SET EXERCISE 1 — Recast the records below, from the line containing "If you could pick out the dark rocky" through the end of the records, as a JSON list of strings with one string per line and no blank lines.

SOURCE —
_____

Always use the Bulk API for batch operations. It reduces network overhead and leverages Elasticsearchs internal optimizations for concurrent writes.

Step 5: Handle Data Types and Dynamic Mapping

Elasticsearch dynamically adds fields to your index when it encounters new ones in documents. While convenient, this can cause issues:

Field type conflicts (e.g., one document has price as string, another as number)
Unintended text analysis on numeric fields
Index bloating with unused fields

To prevent this, set dynamic mapping policies:

curl -X PUT "localhost:9200/secure_products" -H 'Content-Type: application/json' -d'
{
"mappings": {
"dynamic": "strict",
"properties": {
"name": { "type": "text" },
"price": { "type": "float" }
}
}
}'

With "dynamic": "strict", Elasticsearch will reject any document containing fields not defined in the mapping. Use "dynamic": "false" to ignore unknown fields silently, or leave it as "dynamic": "true" (default) for flexibility.

For more control, use dynamic templates to define how unknown fields should be mapped based on naming patterns or data types:

curl -X PUT "localhost:9200/logs" -H 'Content-Type: application/json' -d'
{
"mappings": {
"dynamic_templates": [
{
"strings_as_keywords": {
"match_mapping_type": "string",
"mapping": {
"type": "keyword"

_____

[Dataset rows]
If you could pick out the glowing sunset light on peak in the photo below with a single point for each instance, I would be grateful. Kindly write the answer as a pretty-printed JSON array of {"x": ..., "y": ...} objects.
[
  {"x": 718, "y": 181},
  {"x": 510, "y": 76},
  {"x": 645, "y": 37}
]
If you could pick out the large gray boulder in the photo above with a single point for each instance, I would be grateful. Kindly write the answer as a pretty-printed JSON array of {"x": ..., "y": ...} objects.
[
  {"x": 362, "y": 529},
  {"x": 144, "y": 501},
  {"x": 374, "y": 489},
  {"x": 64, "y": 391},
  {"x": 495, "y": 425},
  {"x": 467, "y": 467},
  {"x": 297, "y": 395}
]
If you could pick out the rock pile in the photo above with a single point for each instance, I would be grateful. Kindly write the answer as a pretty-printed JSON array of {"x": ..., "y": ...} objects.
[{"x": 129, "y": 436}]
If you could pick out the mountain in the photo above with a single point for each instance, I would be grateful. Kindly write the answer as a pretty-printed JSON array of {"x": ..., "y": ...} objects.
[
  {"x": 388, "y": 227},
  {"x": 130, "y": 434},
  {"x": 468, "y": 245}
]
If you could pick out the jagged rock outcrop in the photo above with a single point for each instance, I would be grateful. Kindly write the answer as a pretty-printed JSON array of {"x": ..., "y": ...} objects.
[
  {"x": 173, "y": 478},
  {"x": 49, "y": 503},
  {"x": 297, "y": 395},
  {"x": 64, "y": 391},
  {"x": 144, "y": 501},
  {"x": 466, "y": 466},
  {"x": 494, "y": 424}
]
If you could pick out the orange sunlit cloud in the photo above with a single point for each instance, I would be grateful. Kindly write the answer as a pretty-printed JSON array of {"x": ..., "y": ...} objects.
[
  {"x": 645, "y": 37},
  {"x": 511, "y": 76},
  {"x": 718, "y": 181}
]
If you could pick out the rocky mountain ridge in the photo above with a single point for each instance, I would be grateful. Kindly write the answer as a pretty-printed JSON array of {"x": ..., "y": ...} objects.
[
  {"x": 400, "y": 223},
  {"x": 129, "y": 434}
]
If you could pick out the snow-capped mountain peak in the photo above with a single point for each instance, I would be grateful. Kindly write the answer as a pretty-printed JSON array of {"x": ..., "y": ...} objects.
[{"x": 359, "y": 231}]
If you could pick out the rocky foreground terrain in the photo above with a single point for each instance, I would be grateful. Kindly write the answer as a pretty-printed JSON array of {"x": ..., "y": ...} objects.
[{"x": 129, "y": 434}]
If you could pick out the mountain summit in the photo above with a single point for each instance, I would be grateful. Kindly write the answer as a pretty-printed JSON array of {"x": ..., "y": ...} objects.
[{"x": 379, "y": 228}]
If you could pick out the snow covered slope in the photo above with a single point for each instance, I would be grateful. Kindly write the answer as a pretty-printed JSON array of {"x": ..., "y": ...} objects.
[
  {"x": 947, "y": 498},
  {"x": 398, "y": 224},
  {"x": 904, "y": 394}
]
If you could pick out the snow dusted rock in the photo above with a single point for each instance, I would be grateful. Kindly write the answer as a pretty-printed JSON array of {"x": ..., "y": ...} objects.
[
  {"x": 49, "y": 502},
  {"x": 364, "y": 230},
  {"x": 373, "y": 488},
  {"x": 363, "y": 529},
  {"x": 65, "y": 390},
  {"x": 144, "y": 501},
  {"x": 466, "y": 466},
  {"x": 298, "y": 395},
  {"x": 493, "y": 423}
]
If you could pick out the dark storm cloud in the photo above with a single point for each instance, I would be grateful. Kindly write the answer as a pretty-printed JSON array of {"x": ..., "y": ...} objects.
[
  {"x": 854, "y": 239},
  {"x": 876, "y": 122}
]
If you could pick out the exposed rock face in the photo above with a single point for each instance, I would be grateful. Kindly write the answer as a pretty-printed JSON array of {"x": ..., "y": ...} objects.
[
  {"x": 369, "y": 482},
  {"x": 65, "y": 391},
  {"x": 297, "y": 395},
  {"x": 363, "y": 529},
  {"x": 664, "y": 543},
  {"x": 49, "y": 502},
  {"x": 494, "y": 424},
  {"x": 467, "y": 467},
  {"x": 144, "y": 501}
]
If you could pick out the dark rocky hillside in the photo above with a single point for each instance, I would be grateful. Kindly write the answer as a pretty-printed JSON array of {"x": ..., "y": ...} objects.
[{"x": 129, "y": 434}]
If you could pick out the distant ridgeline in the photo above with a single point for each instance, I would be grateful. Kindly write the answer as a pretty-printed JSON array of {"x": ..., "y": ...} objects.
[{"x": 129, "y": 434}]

_____

SET EXERCISE 2 — Continue the text on Elasticsearch dynamic mapping from the point where it stops.

WRITTEN REPLY 1 —
[
  "If you could pick out the dark rocky hillside in the photo above with a single point for each instance, I would be grateful. Kindly write the answer as a pretty-printed JSON array of {\"x\": ..., \"y\": ...} objects.",
  "[{\"x\": 129, \"y\": 434}]",
  "If you could pick out the distant ridgeline in the photo above with a single point for each instance, I would be grateful. Kindly write the answer as a pretty-printed JSON array of {\"x\": ..., \"y\": ...} objects.",
  "[{\"x\": 129, \"y\": 434}]"
]

WRITTEN REPLY 2 —
}
}
},
{
"numbers_as_long": {
"match_mapping_type": "long",
"mapping": {
"type": "long"
}
}
}
],
"properties": {
"message": { "type": "text" }
}
}
}'

This ensures all string fields not explicitly defined become keyword, preventing unwanted text analysis.

Step 6: Use Index Templates for Automation

When managing multiple indices (e.g., daily log indices like logs-2024-06-15), manually creating each one is impractical. Use index templates to automatically apply mappings, settings, and aliases to matching indices.

Create a template for daily log indices:

curl -X PUT "localhost:9200/_index_template/logs_template" -H 'Content-Type: application/json' -d'
{
"index_patterns": ["logs-*"],
"template": {
"settings": {
"number_of_shards": 3,
"number_of_replicas": 1,
"refresh_interval": "30s"
},
"mappings": {
"properties": {
"@timestamp": { "type": "date" },
"level": { "type": "keyword" },
"message": { "type": "text" },
"host": { "type": "keyword" }
}
}
},
"priority": 500,
"composed_of": []
}'

Now, when you create logs-2024-06-15, the template automatically applies:

curl -X PUT "localhost:9200/logs-2024-06-15"

Index templates are essential for time-series data, monitoring systems, and any environment where indices are created dynamically.

Step 7: Monitor Indexing Performance

Indexing performance can be monitored using Elasticsearchs built-in APIs:

Cluster Health

curl -X GET "localhost:9200/_cluster/health?pretty"

Look for status (green = healthy, yellow = some replicas unassigned, red = primary shard unavailable).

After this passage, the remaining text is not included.